• **Text passage**:
<<<<
A Music Agent Figured Out How To Get COVID Funds For Artists. Now He Says a Rival Stole His Idea. 

A talent manager who allegedly helped artists like Vampire Weekend and Marshmello gain access to $200 million in COVID-19 relief funds is the target of a new lawsuit that claims he stole the idea to tap those government funds — aimed primarily at helping venues, not artists — from somebody else.

In a complaint filed Wednesday (Nov. 30) in Los Angeles court, longtime music agent Laurence Leader says he was the first to realize that artists might also be able to access Shuttered Venue Operators Grants, a COVID-era federal program that gave out more than $14 billion to help live venues shuttered by the pandemic.

But Leader claims his “novel idea” was quickly stolen by talent manager Michael Oppenheim, who then allegedly used the same scheme to secure more than $200 million in SVOG funds for his own clients at the talent firm NKSFB, including Vampire Weekend, Marshmello, Common, Lil Wayne and many others.

In a complaint seeking more than $30 million in damages, Leader called Oppenheim’s conduct “despicable” and an “outright betrayal” of his trust.

“This lawsuit is brought due to the blatant and brazen theft by defendants of [Leader]’s novel idea for popular mainstream artist and band clients to obtain a grant under a specific government program,” wrote attorneys for Leader’s company, London Calling Entertainment.
>>>>
• **What you need to do**:
#1 According to the article about the COVID relief funds lawsuit, how much money did Michael Oppenheim allegedly secure in SVOG funds for his clients?
#2 Continue the article about the COVID relief funds lawsuit from the point where the text stops.

• **Entries provided**:
<<<<
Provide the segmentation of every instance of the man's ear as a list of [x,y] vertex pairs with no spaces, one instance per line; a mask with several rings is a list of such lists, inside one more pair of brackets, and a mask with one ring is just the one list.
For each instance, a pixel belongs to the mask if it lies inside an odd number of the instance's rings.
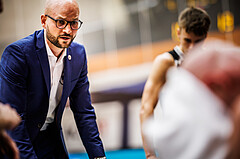
[[178,37],[179,37],[180,33],[181,33],[181,29],[178,27],[177,28],[177,35],[178,35]]
[[47,21],[47,17],[44,14],[42,14],[41,15],[41,24],[44,29],[46,29],[46,21]]

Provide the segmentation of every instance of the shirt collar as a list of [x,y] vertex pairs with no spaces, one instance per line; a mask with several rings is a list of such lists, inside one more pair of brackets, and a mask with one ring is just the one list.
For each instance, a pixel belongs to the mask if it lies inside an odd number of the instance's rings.
[[[56,61],[57,61],[57,57],[53,54],[52,50],[50,49],[50,47],[48,46],[48,43],[47,43],[47,37],[46,37],[46,31],[44,30],[44,42],[45,42],[45,45],[46,45],[46,50],[47,50],[47,54],[49,57],[54,57],[56,58]],[[59,60],[63,60],[63,57],[66,56],[66,49],[63,50],[63,53],[62,55],[59,57]]]
[[174,51],[178,54],[179,56],[179,64],[181,64],[184,60],[184,53],[182,52],[182,50],[180,49],[179,46],[175,46],[174,47]]

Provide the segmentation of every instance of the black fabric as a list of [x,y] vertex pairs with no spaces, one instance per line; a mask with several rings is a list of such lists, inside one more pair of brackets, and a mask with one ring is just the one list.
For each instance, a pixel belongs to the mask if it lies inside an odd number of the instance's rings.
[[38,159],[68,159],[62,146],[55,122],[40,131],[33,147]]
[[172,50],[168,52],[169,54],[171,54],[174,58],[174,60],[179,60],[179,55],[176,53],[176,51]]

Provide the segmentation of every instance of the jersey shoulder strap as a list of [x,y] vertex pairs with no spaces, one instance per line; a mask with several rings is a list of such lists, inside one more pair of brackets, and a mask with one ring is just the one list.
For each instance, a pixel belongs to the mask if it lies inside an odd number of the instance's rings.
[[180,57],[175,50],[169,51],[168,53],[172,55],[174,60],[179,60]]

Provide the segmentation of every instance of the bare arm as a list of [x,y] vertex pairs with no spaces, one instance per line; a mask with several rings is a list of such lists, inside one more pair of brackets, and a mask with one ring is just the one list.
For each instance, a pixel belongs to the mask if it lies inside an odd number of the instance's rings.
[[[152,70],[150,72],[142,95],[142,104],[140,111],[141,127],[143,126],[143,123],[146,121],[146,119],[153,115],[154,108],[158,102],[159,91],[166,81],[166,73],[171,66],[174,66],[174,59],[168,53],[161,54],[154,60]],[[148,148],[142,131],[141,134],[146,158],[156,158],[155,153]]]

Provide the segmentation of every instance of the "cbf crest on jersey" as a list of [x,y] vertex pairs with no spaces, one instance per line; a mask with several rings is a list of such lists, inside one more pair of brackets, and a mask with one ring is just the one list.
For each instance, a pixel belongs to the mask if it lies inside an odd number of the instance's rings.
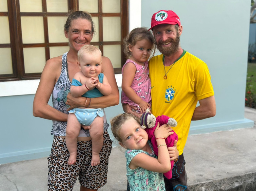
[[161,11],[156,14],[156,21],[162,21],[167,18],[167,13],[163,11]]
[[170,101],[173,99],[175,91],[171,87],[165,90],[165,99]]

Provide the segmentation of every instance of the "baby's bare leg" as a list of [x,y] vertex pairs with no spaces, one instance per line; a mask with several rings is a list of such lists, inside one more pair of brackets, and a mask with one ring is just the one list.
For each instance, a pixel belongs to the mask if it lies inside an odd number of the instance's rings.
[[71,165],[76,163],[77,155],[77,136],[81,129],[81,124],[74,113],[67,116],[66,128],[66,144],[70,155],[67,163]]
[[92,138],[92,166],[100,164],[99,154],[103,145],[103,117],[97,116],[91,124],[89,130]]

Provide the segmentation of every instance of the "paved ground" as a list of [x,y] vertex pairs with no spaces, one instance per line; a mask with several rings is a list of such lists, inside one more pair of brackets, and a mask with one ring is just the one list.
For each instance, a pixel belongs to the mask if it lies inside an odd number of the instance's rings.
[[[255,185],[256,110],[245,108],[245,117],[255,121],[253,128],[189,136],[184,154],[188,183],[195,185],[193,190],[199,190],[195,188],[200,185],[200,190],[227,190],[213,188],[237,185],[244,181],[242,177],[246,179],[244,184],[249,185],[248,180],[252,180]],[[126,190],[125,164],[123,152],[119,147],[113,148],[108,182],[99,191]],[[46,158],[0,165],[0,191],[47,190],[47,170]],[[73,190],[79,190],[79,187],[77,182]]]

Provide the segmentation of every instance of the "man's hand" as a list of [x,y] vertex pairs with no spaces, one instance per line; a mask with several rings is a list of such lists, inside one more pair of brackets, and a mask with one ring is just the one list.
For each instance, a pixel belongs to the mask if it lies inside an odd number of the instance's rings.
[[177,140],[174,140],[174,144],[172,147],[168,147],[169,156],[170,156],[170,160],[176,160],[179,157],[179,151],[177,150]]
[[140,118],[142,114],[140,114],[136,112],[136,111],[133,111],[133,109],[135,110],[137,110],[138,108],[134,106],[129,105],[128,104],[122,104],[123,110],[126,113],[133,114],[134,115]]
>>>>
• **Answers to each task**:
#1 More than $200 million.

#2
Oppenheim did not immediately return a request for comment. Leader’s lawsuit, filed by veteran music litigator Richard Busch, was first reported by the news outlet Puck.

Launched by the U.S. Small Business Administration in April 2021, Shuttered Venue Operators Grants were designed to do exactly what they sound like — provide financial aid to live venues and others companies closely related to them, like vendors that provide services for live events. According to the last report issued by the SBA in July, more than $14 billion was handed out to more than 20,000 businesses.

Though the SVOG funds were a lifeline during COVID for many venues, some have argued they were left out. Dozens of venues have filed lawsuits against SBA over the past two years, claiming they were unfairly denied millions in aid.

In his lawsuit, Leader claims he was the first to discover that touring artists might also qualify for the program. Even though he says others doubted him, he believed that one definition of SVOG eligibility — “performing arts organization operators” — sounded “precisely” like the so-called loan-out companies that artists use to handle their touring businesses.

When Leader used that approach and tried applying for an unnamed jazz musician in June 2021, it was an immediate success: He says his client was quickly awarded nearly $10 million in SVOG money.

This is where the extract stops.